**Exercise goal**
The response must contain every line from the records below that has "query".

**Data records**
+++++

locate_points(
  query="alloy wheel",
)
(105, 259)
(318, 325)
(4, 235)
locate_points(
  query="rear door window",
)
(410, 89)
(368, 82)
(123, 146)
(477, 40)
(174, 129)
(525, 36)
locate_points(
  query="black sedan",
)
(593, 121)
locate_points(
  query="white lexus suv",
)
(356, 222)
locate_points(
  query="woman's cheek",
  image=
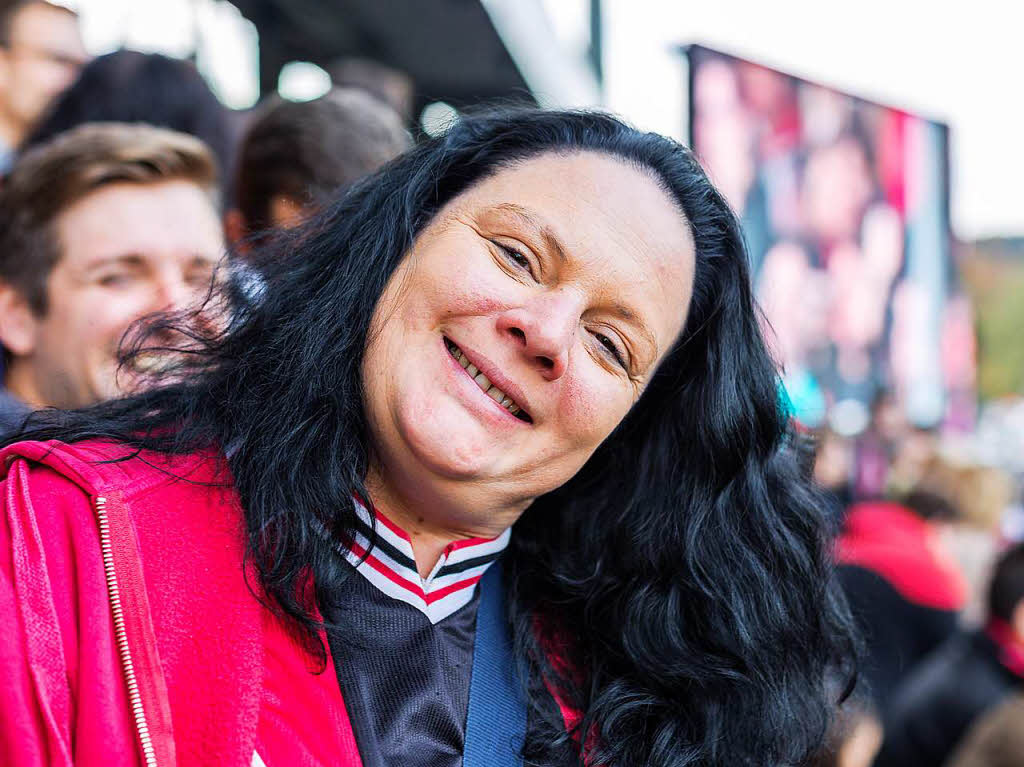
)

+++++

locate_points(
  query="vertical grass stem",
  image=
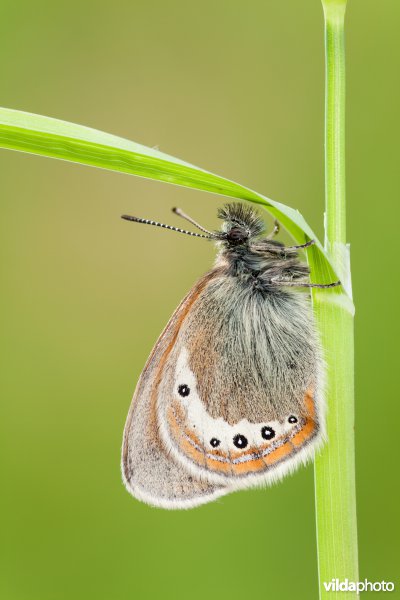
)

+++++

**Written reply**
  query="alloy wheel",
  query="rear door window",
  query="black sedan",
  query="white lexus suv",
  query="woman's cheek",
  query="vertical grass stem",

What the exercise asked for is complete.